*** Opening of Entries supplied ***

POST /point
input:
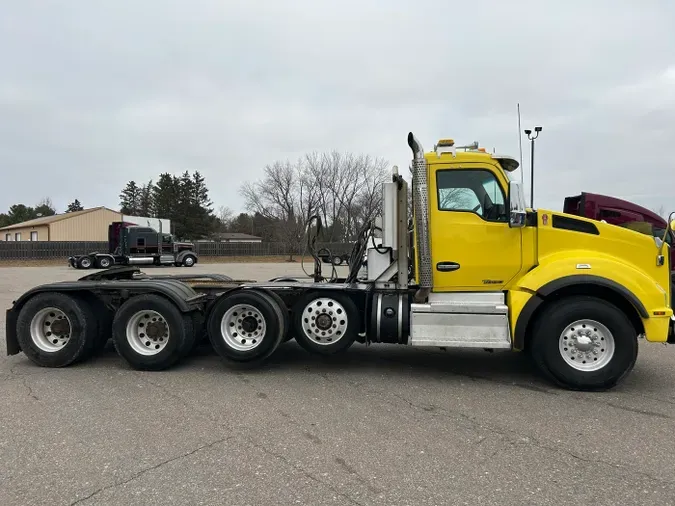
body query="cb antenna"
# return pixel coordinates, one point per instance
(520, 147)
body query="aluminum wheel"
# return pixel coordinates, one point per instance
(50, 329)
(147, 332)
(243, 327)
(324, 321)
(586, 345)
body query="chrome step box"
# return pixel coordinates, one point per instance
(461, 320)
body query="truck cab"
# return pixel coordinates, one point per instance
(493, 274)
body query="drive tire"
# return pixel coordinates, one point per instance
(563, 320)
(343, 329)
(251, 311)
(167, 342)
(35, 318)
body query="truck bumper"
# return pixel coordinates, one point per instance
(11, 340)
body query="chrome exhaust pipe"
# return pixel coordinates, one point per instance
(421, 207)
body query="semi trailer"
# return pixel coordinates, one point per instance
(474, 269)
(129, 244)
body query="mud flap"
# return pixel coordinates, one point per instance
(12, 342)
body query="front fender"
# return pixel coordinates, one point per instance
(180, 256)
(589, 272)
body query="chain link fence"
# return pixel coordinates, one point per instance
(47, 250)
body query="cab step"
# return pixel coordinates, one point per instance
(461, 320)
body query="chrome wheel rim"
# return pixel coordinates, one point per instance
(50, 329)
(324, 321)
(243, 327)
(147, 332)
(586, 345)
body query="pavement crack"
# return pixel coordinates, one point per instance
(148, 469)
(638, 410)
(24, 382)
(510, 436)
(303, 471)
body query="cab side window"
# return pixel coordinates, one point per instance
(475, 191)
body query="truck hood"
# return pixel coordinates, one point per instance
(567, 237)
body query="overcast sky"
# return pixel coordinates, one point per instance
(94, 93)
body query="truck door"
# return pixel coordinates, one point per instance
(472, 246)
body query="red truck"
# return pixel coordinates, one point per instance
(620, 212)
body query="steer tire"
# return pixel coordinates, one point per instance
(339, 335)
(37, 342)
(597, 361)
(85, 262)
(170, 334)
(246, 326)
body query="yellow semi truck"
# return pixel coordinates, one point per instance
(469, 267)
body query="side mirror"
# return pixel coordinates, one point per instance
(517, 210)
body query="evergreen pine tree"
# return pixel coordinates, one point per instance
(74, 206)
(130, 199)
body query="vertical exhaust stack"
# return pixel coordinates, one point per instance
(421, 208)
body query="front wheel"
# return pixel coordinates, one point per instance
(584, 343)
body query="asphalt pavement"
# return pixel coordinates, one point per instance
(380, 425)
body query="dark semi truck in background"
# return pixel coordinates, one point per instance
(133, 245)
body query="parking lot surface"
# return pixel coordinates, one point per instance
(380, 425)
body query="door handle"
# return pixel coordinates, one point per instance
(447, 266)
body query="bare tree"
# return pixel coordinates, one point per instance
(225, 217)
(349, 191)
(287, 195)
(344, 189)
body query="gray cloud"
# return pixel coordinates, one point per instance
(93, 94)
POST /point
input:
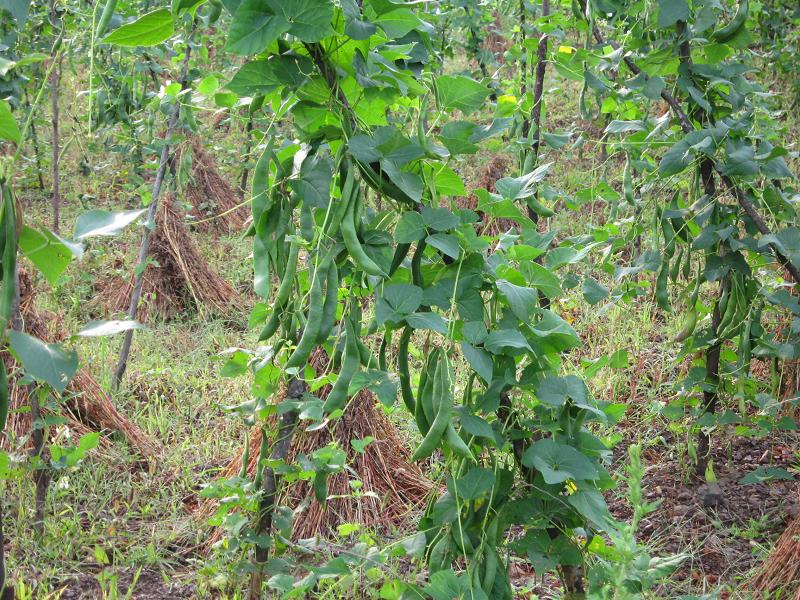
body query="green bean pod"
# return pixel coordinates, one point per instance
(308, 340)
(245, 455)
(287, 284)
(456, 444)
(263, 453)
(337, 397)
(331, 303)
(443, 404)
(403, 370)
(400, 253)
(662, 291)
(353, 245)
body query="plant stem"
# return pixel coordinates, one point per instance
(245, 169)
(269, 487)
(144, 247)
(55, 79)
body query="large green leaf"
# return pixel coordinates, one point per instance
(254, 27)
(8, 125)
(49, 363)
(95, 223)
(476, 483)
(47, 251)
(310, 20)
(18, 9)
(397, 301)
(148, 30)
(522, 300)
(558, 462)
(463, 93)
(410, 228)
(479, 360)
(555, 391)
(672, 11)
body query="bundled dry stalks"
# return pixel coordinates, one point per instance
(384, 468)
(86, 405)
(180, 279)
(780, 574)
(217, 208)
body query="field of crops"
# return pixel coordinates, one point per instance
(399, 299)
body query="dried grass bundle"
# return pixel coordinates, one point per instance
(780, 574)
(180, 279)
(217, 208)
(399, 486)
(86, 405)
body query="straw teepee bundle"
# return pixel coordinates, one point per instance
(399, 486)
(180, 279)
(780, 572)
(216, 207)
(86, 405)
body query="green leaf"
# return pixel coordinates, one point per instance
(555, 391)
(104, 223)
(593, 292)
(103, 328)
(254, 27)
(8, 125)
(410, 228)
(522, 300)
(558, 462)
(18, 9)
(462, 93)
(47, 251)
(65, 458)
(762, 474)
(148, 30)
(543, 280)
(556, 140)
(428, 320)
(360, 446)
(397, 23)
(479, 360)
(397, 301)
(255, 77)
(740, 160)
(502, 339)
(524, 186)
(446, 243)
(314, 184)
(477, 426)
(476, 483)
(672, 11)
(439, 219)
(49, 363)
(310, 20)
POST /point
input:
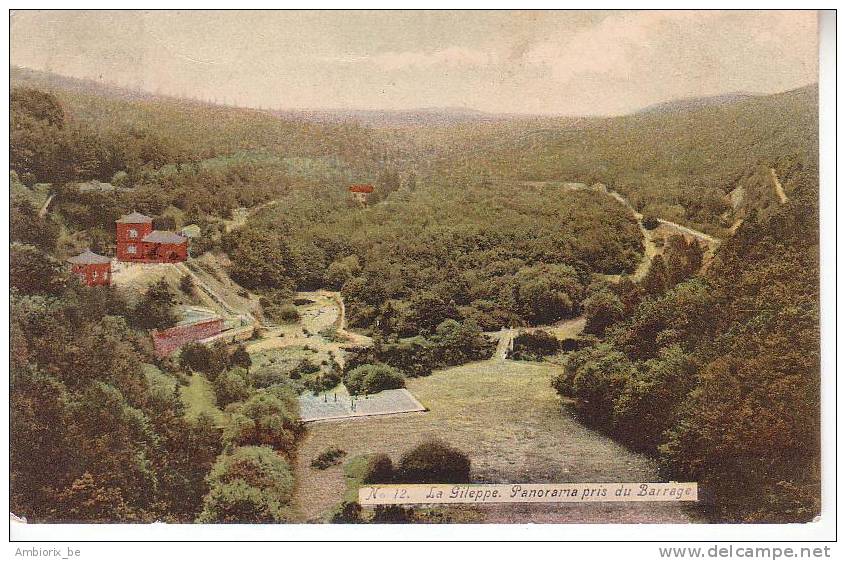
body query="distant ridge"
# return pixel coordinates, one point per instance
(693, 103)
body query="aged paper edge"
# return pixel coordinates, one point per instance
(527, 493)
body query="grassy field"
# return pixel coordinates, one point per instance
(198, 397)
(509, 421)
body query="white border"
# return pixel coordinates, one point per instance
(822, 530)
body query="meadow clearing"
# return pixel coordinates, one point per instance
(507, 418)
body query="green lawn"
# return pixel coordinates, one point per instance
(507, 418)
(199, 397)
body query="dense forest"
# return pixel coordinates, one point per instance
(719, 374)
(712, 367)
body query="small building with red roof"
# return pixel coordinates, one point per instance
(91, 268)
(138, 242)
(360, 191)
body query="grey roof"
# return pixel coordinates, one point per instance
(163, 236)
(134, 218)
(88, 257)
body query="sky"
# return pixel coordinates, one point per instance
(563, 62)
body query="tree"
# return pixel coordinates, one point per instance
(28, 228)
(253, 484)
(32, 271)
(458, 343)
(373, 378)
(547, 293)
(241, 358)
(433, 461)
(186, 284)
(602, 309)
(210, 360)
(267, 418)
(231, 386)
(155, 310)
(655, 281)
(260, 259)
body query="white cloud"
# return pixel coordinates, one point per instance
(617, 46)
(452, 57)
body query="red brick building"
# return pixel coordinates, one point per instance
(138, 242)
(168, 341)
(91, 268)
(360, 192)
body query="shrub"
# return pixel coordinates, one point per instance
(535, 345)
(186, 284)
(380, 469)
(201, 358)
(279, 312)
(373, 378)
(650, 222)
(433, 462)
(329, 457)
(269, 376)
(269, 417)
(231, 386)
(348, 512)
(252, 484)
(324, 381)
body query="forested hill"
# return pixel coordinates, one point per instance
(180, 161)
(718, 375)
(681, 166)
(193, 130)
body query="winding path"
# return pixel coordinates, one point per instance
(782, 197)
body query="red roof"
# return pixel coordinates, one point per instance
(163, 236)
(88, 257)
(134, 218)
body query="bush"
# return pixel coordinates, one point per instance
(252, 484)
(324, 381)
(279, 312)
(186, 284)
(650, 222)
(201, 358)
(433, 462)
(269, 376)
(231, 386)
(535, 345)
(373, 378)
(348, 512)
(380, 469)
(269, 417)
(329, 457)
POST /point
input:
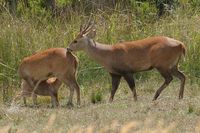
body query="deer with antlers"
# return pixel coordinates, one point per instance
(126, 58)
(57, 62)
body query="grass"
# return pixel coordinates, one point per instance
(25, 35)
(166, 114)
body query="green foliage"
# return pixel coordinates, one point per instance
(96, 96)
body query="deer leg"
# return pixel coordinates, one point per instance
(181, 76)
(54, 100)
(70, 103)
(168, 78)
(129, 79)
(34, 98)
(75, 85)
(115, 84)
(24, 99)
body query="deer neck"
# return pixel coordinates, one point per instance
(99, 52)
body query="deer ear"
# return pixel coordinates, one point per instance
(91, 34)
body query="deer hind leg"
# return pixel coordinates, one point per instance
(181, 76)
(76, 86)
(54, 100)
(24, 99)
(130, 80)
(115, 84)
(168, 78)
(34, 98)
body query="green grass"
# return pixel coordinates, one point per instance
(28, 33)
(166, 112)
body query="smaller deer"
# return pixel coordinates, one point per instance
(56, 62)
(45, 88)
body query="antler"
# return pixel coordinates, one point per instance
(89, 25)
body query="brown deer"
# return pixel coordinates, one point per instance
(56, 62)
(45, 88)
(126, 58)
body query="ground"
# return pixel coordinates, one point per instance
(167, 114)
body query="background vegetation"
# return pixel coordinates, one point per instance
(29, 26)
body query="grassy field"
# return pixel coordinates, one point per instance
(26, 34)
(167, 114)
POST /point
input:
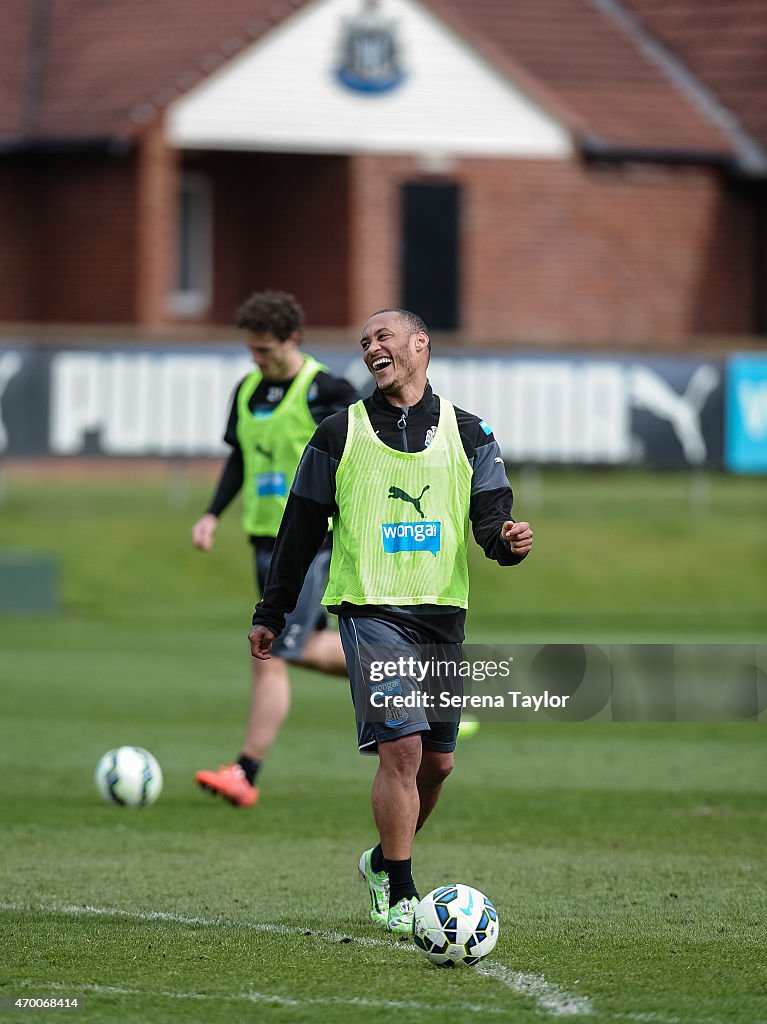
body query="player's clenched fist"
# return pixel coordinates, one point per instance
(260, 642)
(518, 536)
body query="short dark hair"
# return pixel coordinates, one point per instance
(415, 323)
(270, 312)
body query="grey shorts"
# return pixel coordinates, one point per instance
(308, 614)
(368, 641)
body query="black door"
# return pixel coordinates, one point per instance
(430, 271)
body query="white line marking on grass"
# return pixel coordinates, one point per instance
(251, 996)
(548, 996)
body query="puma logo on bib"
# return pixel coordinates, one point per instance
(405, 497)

*** Close of Entries supplied ***

■ Your objective
Go through the records above and return every line that holds the string "building".

■ Response area
body query="small building with red roof"
body query="red brick building"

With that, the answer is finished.